━━ SUPPLIED TEXT ━━
You are given a binary tree in which each node contains an integer value (which might be positive or negative). Design an algorithm to count the number of paths that sum to a given value. The path does not need to start or end at the root or a leaf, but it must go downwards (traveling only from parent nodes to child nodes).
Example:
Given the following tree and sum = 22,
5
/ \
4 8
/ / \
11 13 4
/ \ / \
7 2 5 1
Output:
3
Explanation: Paths that have sum 22 are: [5,4,11,2], [5,8,4,5], [4,11,7]
Note:
node number <= 10000
Solutions
Solution 1: Hash Table + Prefix Sum + Recursion
We can use the idea of prefix sum to recursively traverse the binary tree, and use a hash table $cnt$ to count the occurrence of each prefix sum on the path from the root node to the current node.
We design a recursive function $dfs(node, s)$, where the current node being traversed is $node$, and the prefix sum on the path from the root node to the current node is $s$. The return value of the function is the number of paths with the path sum equal to $sum$ and the path ends at the $node$ node or its subtree nodes. Therefore, the answer is $dfs(root, 0)$.
━━━
━━ DATA SUPPLIED ━━
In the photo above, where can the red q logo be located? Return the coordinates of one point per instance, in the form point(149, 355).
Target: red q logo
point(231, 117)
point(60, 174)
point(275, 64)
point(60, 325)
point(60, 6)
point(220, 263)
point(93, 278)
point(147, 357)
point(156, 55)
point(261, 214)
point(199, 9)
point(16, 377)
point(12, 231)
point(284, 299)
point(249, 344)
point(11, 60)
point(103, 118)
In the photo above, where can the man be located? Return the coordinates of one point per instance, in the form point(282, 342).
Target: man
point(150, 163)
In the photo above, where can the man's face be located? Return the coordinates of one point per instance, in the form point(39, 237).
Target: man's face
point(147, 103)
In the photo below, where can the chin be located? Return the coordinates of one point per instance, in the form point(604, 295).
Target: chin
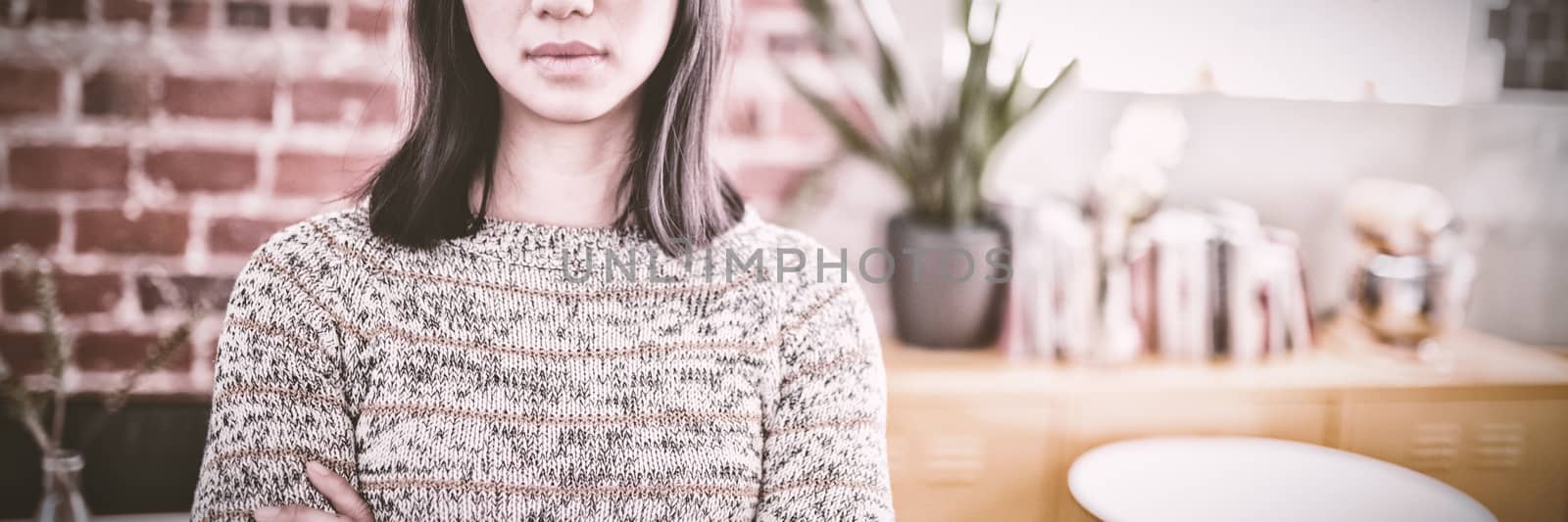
point(568, 106)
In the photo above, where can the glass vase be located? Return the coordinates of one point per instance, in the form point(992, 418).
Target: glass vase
point(63, 490)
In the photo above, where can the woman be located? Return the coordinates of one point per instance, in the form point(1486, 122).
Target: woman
point(444, 350)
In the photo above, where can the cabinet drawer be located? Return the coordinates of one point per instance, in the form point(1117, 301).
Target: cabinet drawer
point(968, 459)
point(1509, 454)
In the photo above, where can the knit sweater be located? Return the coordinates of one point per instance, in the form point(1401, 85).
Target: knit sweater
point(537, 372)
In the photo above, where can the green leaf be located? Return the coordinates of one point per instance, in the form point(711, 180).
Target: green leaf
point(852, 137)
point(1045, 93)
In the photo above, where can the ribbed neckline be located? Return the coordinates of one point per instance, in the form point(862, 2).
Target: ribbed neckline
point(546, 245)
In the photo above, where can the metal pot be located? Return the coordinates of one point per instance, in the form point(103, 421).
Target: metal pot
point(1407, 300)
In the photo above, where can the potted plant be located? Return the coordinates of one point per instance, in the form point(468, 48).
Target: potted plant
point(940, 153)
point(41, 407)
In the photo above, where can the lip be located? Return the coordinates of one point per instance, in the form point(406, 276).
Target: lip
point(564, 60)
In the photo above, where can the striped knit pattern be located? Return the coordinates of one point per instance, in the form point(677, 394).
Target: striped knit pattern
point(482, 381)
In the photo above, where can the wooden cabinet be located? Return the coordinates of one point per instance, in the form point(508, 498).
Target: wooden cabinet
point(1510, 454)
point(974, 436)
point(956, 459)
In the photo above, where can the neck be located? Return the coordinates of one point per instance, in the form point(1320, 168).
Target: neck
point(559, 172)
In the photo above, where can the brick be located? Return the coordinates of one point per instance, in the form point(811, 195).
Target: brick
point(138, 12)
point(310, 16)
point(767, 184)
point(77, 294)
point(339, 101)
point(203, 169)
point(184, 292)
point(248, 15)
point(318, 174)
point(188, 15)
point(28, 91)
point(240, 235)
point(120, 352)
point(65, 10)
point(70, 168)
point(110, 93)
point(23, 352)
point(153, 232)
point(219, 98)
point(741, 117)
point(38, 229)
point(368, 21)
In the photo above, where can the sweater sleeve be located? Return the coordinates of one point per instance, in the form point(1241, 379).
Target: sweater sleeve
point(825, 449)
point(278, 392)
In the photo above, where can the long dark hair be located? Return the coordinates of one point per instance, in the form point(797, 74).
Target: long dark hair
point(671, 188)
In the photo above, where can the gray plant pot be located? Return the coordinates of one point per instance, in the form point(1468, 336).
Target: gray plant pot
point(933, 305)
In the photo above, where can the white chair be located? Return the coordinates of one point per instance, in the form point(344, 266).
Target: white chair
point(1250, 478)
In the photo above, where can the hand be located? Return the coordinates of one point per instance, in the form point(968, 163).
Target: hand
point(344, 498)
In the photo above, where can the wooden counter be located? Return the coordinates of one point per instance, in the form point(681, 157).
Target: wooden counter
point(974, 436)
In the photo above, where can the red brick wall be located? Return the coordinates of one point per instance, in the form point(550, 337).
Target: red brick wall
point(149, 146)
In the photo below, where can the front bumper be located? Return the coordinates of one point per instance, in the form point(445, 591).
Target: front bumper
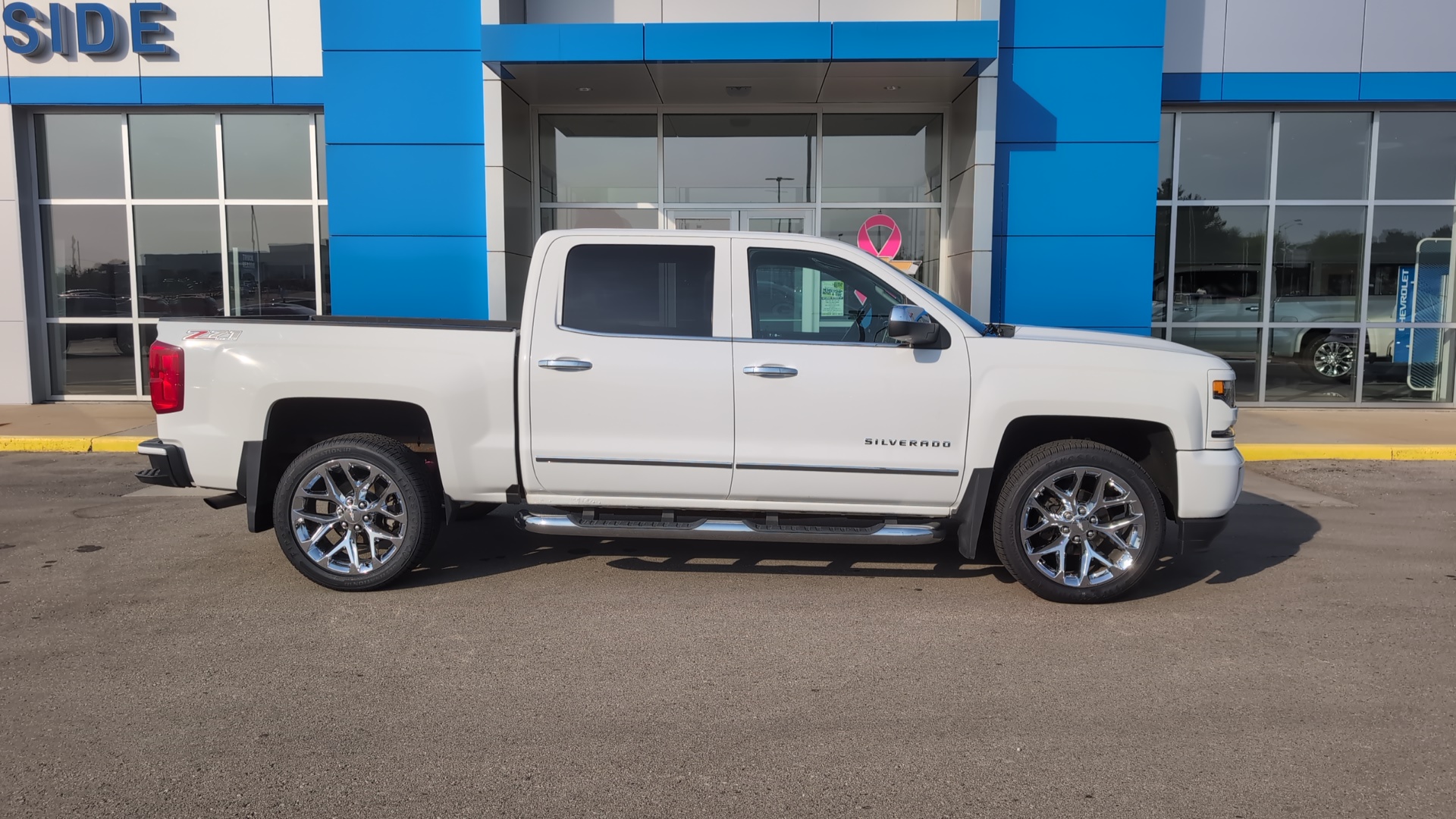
point(168, 464)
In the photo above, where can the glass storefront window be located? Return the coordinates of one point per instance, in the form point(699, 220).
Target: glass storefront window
point(919, 251)
point(1417, 155)
point(79, 156)
point(1324, 156)
point(883, 158)
point(1237, 346)
point(180, 261)
point(1318, 253)
point(772, 158)
point(270, 260)
point(265, 156)
point(1219, 265)
point(599, 158)
point(1225, 156)
point(174, 156)
point(85, 256)
point(1312, 365)
point(570, 218)
point(92, 359)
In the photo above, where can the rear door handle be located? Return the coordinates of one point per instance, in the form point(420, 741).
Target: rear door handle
point(770, 371)
point(564, 365)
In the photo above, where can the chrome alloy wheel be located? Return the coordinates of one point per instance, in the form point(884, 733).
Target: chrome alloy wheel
point(348, 516)
point(1334, 359)
point(1082, 526)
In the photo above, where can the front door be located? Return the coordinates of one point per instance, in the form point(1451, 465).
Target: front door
point(829, 410)
point(628, 366)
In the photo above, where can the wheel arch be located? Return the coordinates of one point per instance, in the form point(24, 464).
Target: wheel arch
point(294, 425)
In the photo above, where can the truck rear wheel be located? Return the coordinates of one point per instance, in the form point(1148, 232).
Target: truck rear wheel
point(1078, 522)
point(356, 512)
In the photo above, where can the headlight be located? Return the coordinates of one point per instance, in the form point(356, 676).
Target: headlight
point(1223, 391)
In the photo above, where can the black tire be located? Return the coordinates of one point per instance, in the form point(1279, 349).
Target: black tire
point(1327, 360)
point(405, 487)
point(1012, 510)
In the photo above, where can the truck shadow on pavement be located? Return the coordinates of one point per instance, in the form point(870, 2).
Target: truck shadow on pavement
point(1258, 537)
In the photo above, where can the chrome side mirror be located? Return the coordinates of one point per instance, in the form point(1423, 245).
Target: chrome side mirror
point(912, 325)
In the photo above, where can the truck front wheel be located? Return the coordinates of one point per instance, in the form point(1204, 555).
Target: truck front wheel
point(1078, 522)
point(356, 512)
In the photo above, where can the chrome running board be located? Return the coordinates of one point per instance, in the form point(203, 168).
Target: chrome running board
point(730, 529)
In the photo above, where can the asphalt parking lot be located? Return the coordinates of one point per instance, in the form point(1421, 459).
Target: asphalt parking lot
point(159, 661)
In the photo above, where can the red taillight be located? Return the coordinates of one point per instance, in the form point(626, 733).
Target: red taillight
point(165, 363)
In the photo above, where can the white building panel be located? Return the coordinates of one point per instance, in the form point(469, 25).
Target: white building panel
point(1293, 36)
point(1193, 37)
point(215, 39)
point(1411, 36)
point(739, 11)
point(593, 11)
point(832, 11)
point(297, 44)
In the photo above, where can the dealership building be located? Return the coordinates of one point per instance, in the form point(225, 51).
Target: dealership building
point(1273, 181)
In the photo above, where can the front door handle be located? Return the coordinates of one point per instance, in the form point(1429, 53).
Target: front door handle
point(770, 371)
point(564, 365)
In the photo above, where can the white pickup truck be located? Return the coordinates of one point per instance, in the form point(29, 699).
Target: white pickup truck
point(742, 387)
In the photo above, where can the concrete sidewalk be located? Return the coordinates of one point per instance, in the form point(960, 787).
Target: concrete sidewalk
point(1263, 433)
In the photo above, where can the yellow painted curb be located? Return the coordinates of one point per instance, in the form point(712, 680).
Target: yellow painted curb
point(1345, 452)
point(117, 444)
point(44, 444)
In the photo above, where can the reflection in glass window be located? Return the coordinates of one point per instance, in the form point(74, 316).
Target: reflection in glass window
point(270, 260)
point(1324, 156)
point(1312, 363)
point(770, 158)
point(639, 289)
point(1165, 158)
point(92, 359)
point(1219, 265)
point(79, 156)
point(85, 254)
point(881, 158)
point(570, 218)
point(1237, 346)
point(1318, 253)
point(810, 297)
point(1161, 240)
point(265, 156)
point(1398, 231)
point(174, 156)
point(1417, 155)
point(180, 262)
point(1225, 156)
point(599, 158)
point(919, 237)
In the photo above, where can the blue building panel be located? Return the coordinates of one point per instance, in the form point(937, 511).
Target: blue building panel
point(1068, 24)
point(565, 42)
point(410, 278)
point(389, 25)
point(1049, 95)
point(1084, 281)
point(1075, 188)
point(394, 190)
point(915, 39)
point(731, 42)
point(443, 88)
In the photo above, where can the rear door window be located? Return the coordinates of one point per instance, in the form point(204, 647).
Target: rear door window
point(639, 290)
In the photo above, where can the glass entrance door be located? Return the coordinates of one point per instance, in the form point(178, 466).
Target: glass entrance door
point(766, 221)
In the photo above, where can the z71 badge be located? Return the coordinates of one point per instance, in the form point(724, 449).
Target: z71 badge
point(213, 335)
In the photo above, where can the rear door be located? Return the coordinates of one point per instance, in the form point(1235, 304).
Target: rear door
point(829, 410)
point(628, 369)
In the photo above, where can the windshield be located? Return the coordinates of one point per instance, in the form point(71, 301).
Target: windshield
point(951, 306)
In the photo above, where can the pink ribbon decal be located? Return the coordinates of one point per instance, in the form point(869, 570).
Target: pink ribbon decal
point(892, 245)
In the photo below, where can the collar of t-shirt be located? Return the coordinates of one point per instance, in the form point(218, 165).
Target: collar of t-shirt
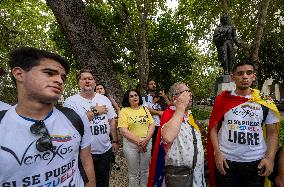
━━━
§ DO THIS:
In the path-sum write-up, what does the hash table $cnt$ keep count of? The rows aren't needed for this.

§ EXERCISE SOLUTION:
It counts how often each prefix sum occurs on the path from the root node to the current node.